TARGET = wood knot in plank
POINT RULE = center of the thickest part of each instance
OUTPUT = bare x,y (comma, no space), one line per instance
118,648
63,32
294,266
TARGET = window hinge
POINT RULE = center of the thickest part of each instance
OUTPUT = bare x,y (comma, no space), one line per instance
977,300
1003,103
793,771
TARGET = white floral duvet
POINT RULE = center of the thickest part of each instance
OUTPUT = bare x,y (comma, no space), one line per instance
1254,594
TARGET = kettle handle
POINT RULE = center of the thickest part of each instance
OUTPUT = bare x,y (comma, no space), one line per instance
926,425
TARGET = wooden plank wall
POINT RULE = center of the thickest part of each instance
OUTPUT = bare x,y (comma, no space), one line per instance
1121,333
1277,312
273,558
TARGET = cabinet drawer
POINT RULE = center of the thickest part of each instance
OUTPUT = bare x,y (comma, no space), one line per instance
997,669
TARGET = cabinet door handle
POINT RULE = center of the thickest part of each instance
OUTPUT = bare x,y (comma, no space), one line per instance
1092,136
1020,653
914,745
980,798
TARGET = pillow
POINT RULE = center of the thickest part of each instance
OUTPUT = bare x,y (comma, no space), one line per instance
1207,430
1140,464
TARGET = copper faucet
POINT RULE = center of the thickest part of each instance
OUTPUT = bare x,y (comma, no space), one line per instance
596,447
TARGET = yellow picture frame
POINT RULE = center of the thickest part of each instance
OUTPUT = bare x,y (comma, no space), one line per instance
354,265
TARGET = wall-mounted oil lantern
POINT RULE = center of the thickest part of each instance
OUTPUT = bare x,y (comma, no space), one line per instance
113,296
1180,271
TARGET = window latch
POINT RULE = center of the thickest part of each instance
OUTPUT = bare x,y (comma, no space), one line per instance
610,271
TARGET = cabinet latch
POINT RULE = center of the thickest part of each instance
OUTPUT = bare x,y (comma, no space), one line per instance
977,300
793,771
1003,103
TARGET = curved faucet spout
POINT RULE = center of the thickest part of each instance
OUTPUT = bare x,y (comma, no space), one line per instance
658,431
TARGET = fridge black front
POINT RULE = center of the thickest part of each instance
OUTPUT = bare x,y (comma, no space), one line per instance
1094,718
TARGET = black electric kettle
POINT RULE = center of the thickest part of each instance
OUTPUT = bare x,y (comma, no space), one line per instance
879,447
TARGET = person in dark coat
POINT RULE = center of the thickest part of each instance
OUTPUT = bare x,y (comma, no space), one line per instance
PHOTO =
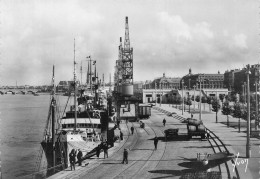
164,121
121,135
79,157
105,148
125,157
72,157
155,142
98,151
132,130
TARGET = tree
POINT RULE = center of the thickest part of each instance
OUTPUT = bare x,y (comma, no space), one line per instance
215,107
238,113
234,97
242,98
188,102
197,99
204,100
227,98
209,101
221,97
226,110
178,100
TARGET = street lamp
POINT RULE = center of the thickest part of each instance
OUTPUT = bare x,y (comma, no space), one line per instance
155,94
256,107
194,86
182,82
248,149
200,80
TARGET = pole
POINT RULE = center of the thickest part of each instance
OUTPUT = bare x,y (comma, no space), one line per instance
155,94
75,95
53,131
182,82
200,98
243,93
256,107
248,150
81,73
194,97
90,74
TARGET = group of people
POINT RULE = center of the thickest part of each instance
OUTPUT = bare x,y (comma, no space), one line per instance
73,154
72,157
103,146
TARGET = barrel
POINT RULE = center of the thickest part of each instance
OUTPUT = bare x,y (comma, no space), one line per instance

*TASK BRIEF*:
Omit every picture while copying the listing above exactly.

*FULL OUTPUT*:
TARGET = wood knot in plank
POINT RULE = center of the thickest part of each instance
OUTPUT = bare x,y (comma, no space), one line per instance
118,648
63,32
294,266
TARGET = window hinge
POINT RULE = center of the thickest part of each instance
OUTPUT = bare x,y (comma, no space), one line per instance
977,300
1003,103
793,771
TARGET = white floral duvet
POINT RULE = center of the thickest part of each instance
OUTPUT = bare x,y (comma, no space), one line per instance
1254,594
TARGET = kettle handle
POINT RULE = center of the thickest part of each instance
OUTPUT = bare x,y (comma, no space), one line per instance
926,425
TARGET = wooden plank wall
POINT RULE = center of the thickest part of each instance
OUTPUT = bare x,y (comma, no space), one line per instance
1121,333
1277,312
273,558
TARGET = cabinet drawer
POINT RULE = center of the thickest part of each instance
OUTPUT = bare x,y (comma, no space), one line per instance
997,669
TARGET = cabinet door handle
POINT RULE = center of the thickest part of each instance
OUTPUT = bare x,y (comma, no space), one line per instance
1092,136
1020,653
914,745
980,798
TARGET = pillow
POINT RULE = center of the thickest part of each instance
OUTPUT = bare x,y (comma, no space), one line per instance
1207,430
1140,464
TARGET = copper faucet
POINT RULE = center of the thickest part of each instance
OUTPUT = bare x,y (comma, no space), one line per instance
596,447
TARGET = yellow picture frame
POINT RULE = center of the thickest part of each instance
OUTPUT = bare x,y (comma, no space), one line per instance
354,265
TARGET = wall-mounted oil lantern
POINT RULE = center of the thickest part of each instance
OUTPUT = bare x,y (comma, no space), one line per instance
113,296
1180,271
TARGET = window latch
POINT RULE = center of the thickest part of each instance
OUTPUT = bare x,y (comma, no space), one line per instance
610,271
TARGET = cabinet latch
POINT RULE = center of the thickest part of each instance
OUTPUT = bare x,y (comma, no space), one line per instance
977,300
793,771
1003,103
TARGET = curved faucet spout
POINT RULE = center of the thickest part of each instance
OUTPUT = bare x,y (comma, no space), one line per instance
658,431
TARGET = fridge black front
POINT RULE = center of the thickest part of each instance
OUTPUT = bare x,y (comma, no space), one line per instance
1094,718
TARGET = black electric kettle
POINT RULE = center of the thickest part of each instance
OUTPUT = bare x,y (comma, no space), one line per instance
879,447
TARGET = person in dark coat
POINT RULE = center of the thickest part of each instance
OUTPUT = bare x,y (comma, no space), one line per instance
PHOTO =
164,121
121,135
79,157
105,148
125,157
72,157
155,142
98,151
132,130
TARGET = tree
POINT RULE = center of the thickest part of each instance
OUTPUT = bare x,y (comma, no space), one line per instance
215,107
238,113
234,97
242,98
188,102
197,99
204,100
227,98
209,101
221,97
226,110
178,100
TARGET = street lamp
POINT RULE = center of the thickest part of each instance
OUTPUT = bare x,y (comma, no space), one line per instance
155,94
256,107
194,86
182,82
248,149
200,80
TARGET = pole
POINT RULE = center of the thickest part of each instance
OUTPUT = bare x,y (comma, no space), one line per instance
155,94
75,95
53,131
182,82
200,98
243,93
256,107
248,150
81,73
194,97
90,74
TARGET = group of people
POINT RULE = center of the thickest part of each instance
OUTPUT = bare x,y (comma, no space), one line per instance
73,154
72,157
103,146
TARGET = barrel
POINT RULE = center of the thickest part of each instance
OUTPUT = bare x,y (comma, no space), one line per instance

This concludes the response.